What is needed:
Rewrite the stretch of lines below that begins with the line containing "For every instance of the stone" and ends with the line containing "x=371, y=41" as a numbered list, both included. Leave out any blank lines.

Supplied records:
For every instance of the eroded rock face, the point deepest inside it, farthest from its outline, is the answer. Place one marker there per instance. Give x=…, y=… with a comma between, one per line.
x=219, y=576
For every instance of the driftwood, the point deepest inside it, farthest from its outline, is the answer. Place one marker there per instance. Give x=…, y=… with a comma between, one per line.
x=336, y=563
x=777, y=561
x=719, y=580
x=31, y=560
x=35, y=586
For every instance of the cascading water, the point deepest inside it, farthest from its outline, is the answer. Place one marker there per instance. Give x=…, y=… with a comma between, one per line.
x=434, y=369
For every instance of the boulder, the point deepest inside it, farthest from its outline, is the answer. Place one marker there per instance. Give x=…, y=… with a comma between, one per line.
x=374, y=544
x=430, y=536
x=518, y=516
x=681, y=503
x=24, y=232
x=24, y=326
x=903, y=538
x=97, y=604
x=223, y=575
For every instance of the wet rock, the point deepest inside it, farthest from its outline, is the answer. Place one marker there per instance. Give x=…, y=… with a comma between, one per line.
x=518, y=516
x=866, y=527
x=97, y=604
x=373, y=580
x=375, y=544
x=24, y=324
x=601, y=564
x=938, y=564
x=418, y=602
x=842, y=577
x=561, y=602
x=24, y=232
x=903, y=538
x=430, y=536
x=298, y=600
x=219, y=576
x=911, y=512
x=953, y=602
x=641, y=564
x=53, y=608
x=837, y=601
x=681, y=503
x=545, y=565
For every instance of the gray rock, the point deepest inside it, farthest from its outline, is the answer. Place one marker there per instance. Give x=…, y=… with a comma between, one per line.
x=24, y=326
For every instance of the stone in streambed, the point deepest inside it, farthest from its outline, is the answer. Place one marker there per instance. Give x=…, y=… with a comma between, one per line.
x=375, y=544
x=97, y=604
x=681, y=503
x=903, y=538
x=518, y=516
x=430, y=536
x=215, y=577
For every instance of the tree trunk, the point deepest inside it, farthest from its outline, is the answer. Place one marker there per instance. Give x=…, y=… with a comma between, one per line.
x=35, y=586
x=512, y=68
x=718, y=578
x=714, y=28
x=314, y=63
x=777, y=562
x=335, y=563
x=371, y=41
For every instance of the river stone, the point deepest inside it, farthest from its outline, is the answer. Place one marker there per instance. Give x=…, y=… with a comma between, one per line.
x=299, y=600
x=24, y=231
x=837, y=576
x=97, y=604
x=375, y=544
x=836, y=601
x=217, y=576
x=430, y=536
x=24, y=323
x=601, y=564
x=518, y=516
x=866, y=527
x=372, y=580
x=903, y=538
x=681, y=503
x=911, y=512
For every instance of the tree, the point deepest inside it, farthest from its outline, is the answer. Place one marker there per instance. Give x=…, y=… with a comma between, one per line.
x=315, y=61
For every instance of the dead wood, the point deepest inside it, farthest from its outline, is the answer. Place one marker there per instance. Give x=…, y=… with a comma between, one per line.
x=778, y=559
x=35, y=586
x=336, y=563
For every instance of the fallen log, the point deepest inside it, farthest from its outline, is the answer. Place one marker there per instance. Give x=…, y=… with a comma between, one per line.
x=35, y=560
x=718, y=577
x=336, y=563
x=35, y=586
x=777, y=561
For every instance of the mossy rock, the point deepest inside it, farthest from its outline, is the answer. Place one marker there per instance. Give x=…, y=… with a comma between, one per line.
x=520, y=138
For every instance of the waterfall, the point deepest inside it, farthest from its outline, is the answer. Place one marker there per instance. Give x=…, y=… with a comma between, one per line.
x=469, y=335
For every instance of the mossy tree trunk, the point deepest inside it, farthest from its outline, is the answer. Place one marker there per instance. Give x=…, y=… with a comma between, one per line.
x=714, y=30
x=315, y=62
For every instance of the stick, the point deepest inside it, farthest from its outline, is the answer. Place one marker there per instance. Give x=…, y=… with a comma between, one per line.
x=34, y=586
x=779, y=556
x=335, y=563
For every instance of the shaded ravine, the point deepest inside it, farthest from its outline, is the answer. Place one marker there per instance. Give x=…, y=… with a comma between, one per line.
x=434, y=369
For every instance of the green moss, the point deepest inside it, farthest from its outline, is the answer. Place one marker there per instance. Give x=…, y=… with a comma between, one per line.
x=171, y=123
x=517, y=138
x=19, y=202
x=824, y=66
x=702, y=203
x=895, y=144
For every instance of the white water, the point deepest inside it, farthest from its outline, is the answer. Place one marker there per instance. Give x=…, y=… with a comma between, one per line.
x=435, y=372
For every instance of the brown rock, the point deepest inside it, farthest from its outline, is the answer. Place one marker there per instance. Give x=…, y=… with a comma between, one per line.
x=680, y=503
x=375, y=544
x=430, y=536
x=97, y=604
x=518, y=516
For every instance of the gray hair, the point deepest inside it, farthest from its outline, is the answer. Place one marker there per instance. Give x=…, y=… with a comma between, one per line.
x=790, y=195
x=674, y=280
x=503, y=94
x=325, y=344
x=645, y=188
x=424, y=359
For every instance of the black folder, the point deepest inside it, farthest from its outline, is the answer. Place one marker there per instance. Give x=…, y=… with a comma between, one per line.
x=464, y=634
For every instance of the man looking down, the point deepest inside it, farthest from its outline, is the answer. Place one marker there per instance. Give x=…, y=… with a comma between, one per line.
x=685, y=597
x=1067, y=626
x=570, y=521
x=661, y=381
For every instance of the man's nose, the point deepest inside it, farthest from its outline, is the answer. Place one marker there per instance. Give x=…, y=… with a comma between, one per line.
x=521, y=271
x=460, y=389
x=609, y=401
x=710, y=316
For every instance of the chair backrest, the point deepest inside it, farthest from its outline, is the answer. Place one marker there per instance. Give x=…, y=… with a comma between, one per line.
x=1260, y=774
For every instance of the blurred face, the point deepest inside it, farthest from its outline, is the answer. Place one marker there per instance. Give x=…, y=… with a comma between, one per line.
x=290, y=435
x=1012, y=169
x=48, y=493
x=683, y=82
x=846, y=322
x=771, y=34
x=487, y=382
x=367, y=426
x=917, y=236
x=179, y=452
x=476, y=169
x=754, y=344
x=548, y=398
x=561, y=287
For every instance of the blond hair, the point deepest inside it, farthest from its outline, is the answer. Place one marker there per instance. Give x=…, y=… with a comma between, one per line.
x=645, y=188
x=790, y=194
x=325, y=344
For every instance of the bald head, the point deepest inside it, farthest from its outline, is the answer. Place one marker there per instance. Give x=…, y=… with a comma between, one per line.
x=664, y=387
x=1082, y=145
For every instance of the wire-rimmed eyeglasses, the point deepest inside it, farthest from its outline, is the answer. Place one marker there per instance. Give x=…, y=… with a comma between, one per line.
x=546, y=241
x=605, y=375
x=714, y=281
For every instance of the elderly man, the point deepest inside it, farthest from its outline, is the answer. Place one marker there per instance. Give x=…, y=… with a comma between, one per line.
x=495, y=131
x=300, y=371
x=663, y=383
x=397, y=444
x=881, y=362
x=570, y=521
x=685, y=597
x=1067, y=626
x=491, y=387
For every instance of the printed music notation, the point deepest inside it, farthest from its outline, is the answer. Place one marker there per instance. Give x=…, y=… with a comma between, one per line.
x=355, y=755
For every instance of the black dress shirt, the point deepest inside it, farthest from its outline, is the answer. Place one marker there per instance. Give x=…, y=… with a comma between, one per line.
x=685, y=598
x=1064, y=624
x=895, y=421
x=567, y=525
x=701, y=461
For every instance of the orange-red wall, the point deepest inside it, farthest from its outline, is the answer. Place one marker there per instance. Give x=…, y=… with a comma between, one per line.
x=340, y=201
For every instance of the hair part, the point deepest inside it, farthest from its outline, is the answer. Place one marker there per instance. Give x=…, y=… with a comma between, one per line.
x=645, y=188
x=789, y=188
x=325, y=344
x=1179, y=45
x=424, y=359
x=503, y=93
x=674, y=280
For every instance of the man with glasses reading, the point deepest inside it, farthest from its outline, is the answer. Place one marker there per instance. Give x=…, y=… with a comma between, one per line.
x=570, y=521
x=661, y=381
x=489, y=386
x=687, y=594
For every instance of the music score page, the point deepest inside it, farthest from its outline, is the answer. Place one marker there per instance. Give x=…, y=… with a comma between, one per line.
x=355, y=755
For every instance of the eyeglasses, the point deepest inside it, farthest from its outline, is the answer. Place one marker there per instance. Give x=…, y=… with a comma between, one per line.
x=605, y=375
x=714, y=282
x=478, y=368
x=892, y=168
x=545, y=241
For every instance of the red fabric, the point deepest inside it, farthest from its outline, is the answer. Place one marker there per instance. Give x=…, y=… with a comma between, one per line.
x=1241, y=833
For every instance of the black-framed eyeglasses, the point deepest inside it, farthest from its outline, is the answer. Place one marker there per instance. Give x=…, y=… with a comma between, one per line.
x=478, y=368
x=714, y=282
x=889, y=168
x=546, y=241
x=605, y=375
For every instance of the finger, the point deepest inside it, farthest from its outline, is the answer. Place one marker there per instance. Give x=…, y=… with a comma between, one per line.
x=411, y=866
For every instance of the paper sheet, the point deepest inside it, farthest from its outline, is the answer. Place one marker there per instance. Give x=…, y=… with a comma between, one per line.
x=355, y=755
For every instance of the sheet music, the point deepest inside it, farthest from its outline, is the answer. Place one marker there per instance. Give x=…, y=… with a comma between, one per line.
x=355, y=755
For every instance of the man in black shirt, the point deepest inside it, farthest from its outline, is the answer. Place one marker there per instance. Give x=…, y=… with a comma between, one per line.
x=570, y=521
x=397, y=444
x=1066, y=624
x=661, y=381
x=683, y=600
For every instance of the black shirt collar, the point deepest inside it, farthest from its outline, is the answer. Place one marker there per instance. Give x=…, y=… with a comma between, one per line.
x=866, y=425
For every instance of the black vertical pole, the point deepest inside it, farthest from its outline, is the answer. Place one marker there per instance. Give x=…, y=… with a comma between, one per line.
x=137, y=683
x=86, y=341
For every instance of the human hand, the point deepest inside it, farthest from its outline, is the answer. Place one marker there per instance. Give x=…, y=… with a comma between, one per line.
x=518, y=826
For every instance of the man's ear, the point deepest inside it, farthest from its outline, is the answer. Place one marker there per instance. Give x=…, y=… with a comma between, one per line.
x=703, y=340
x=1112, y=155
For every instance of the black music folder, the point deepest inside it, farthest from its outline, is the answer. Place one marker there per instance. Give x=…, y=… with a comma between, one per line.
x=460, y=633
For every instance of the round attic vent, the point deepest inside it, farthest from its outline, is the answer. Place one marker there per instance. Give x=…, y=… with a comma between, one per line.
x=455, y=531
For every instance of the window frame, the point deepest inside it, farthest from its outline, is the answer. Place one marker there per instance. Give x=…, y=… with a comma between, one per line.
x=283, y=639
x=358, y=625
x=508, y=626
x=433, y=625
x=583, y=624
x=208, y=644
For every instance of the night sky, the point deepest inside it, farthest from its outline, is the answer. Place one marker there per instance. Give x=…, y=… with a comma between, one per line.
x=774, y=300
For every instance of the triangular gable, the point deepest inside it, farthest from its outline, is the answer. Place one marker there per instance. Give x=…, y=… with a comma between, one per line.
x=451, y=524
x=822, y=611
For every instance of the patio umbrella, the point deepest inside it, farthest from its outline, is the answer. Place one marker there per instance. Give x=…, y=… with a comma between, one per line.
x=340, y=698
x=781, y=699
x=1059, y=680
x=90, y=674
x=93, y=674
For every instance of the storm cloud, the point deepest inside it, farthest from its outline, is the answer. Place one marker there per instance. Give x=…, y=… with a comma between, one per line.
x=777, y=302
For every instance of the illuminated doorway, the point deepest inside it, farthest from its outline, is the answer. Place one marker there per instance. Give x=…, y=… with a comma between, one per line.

Completed task:
1. For every instance of the stone in streambed, the point deepest inside it, farthest from its outline, is the answer. Place one marker there per instance. Give x=…, y=… with a comma between, one per line.
2. x=375, y=544
3. x=97, y=604
4. x=681, y=503
5. x=903, y=538
6. x=518, y=516
7. x=430, y=536
8. x=215, y=577
9. For every instance of the tree trunk, the point deepest inside it, farthest from its outline, is the answer. Place one marker there per instance. Give x=…, y=… with a comma between, one per line.
10. x=35, y=586
11. x=512, y=68
12. x=718, y=578
13. x=714, y=28
14. x=314, y=63
15. x=777, y=562
16. x=335, y=563
17. x=371, y=41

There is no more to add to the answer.